[DATA PROVIDED — start]
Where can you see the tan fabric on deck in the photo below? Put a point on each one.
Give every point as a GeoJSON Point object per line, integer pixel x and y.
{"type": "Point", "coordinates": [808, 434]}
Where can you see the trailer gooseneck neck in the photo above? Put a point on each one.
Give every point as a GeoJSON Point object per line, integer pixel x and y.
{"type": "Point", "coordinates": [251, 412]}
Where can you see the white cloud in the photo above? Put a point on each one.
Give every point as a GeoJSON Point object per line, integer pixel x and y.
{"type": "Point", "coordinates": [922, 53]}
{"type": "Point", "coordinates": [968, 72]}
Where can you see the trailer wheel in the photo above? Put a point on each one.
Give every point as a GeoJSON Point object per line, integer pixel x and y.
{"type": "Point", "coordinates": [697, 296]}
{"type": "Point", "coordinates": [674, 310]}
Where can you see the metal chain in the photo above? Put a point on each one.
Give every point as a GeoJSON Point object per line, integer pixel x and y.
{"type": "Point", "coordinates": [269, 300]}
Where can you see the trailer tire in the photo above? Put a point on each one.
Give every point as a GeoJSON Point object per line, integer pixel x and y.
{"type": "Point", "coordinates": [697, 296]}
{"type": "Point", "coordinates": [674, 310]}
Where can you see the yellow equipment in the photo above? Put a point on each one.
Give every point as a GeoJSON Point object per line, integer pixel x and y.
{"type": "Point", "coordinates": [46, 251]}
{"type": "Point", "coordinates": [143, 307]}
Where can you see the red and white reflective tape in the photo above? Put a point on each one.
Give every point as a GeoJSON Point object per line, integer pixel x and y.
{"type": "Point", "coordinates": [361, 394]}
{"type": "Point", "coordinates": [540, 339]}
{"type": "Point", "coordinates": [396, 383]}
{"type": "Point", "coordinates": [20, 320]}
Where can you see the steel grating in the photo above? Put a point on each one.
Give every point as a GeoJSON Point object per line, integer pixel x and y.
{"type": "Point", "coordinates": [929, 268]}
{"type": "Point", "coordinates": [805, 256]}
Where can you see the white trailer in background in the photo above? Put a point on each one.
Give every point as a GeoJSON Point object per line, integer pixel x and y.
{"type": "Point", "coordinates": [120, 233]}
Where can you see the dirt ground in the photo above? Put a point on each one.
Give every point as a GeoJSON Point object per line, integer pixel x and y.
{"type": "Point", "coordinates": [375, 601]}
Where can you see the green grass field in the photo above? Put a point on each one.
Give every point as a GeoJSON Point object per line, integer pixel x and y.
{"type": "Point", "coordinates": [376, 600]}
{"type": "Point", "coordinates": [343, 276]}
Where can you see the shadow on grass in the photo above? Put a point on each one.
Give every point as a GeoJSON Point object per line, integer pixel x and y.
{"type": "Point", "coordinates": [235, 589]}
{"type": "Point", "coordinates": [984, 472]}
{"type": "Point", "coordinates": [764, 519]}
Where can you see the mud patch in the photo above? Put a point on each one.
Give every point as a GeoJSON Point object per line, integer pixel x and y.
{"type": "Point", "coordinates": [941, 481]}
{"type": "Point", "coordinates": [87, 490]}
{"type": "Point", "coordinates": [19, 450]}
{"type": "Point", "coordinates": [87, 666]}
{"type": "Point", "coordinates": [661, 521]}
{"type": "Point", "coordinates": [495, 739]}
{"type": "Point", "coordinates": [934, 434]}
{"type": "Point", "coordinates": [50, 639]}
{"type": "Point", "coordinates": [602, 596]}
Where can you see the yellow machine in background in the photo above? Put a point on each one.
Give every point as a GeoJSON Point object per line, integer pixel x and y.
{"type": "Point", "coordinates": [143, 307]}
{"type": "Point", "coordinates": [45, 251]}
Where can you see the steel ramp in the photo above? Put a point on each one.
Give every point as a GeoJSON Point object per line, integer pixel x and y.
[DATA PROVIDED — finish]
In the answer, every line above should be retyped exactly.

Where can you see the tan fabric on deck in the photo below? Put a point on each one.
Give every point as a GeoJSON Point object per line, integer pixel x and y.
{"type": "Point", "coordinates": [808, 434]}
Where can you see the trailer gooseneck neck in the photo above? Put a point on each one.
Give every point as a GeoJSON Point object per line, integer pixel x and y.
{"type": "Point", "coordinates": [251, 412]}
Where can you see the white cloud in the photo above? Put a point on each one.
Give every point as a GeoJSON Point object per line, integer pixel x and y.
{"type": "Point", "coordinates": [922, 53]}
{"type": "Point", "coordinates": [968, 72]}
Where can you see the trailer wheel in the photo above? Put a point on each one.
Give every point as a GeoJSON Point object per line, integer pixel x and y.
{"type": "Point", "coordinates": [697, 296]}
{"type": "Point", "coordinates": [674, 310]}
Where can you see the metal chain in the photo above? Put a point on each one.
Give every point as a GeoJSON Point object per line, integer pixel x and y.
{"type": "Point", "coordinates": [269, 300]}
Where can you see the trailer tire in the photo above? Put a point on each one.
Give every point as a GeoJSON Point object per line, integer pixel x and y.
{"type": "Point", "coordinates": [697, 296]}
{"type": "Point", "coordinates": [674, 310]}
Where can you see the yellow equipment in the photo above? Put a point on each one.
Give every point as a GeoJSON Point object per line, integer pixel x and y.
{"type": "Point", "coordinates": [46, 251]}
{"type": "Point", "coordinates": [143, 307]}
Where can you see the red and white reflective tape in the photo above? Put a point on each one.
Give every point as a GeoJSON Point object per line, integer pixel x and y.
{"type": "Point", "coordinates": [361, 394]}
{"type": "Point", "coordinates": [540, 339]}
{"type": "Point", "coordinates": [396, 383]}
{"type": "Point", "coordinates": [20, 320]}
Where can you see the steel grating in the photo above? Put a point on each one.
Give every point as a GeoJSON Point object per line, integer pixel x and y.
{"type": "Point", "coordinates": [929, 268]}
{"type": "Point", "coordinates": [805, 256]}
Where can you see the white trailer in background in the photo above? Put a point on each one.
Give every point as a GeoJSON Point object per line, integer pixel x and y.
{"type": "Point", "coordinates": [120, 233]}
Where can you see the dirt ground in the photo above? Put a point on each one.
Give every point as a GeoJSON Point object per line, integer pixel x and y.
{"type": "Point", "coordinates": [375, 601]}
Where can you see the green grass field in the photo above? Put a point on each one.
Give every point as a GeoJSON Point object per line, integer pixel x and y.
{"type": "Point", "coordinates": [376, 600]}
{"type": "Point", "coordinates": [343, 276]}
Where can you see the shadow on grass in the photo above? Put a point on each one.
Give every point as a GeoJSON Point object per line, integer pixel x and y.
{"type": "Point", "coordinates": [235, 589]}
{"type": "Point", "coordinates": [984, 472]}
{"type": "Point", "coordinates": [764, 519]}
Where can you see the mud patch in the photo above? Put a point on each one.
Give every point as a GeoJSON Point object per line, integer pixel x and y.
{"type": "Point", "coordinates": [941, 481]}
{"type": "Point", "coordinates": [87, 490]}
{"type": "Point", "coordinates": [19, 450]}
{"type": "Point", "coordinates": [87, 666]}
{"type": "Point", "coordinates": [661, 521]}
{"type": "Point", "coordinates": [495, 739]}
{"type": "Point", "coordinates": [934, 434]}
{"type": "Point", "coordinates": [50, 639]}
{"type": "Point", "coordinates": [602, 596]}
Where can you see the yellow machine in background in the photo above? Put a point on each one.
Give every point as a GeoJSON Point object per line, integer pixel x and y.
{"type": "Point", "coordinates": [143, 307]}
{"type": "Point", "coordinates": [45, 251]}
Where can you see the steel ramp in the photo above? Put a point on each one.
Give every point as a GeoJSON Point object per line, integer pixel x and y.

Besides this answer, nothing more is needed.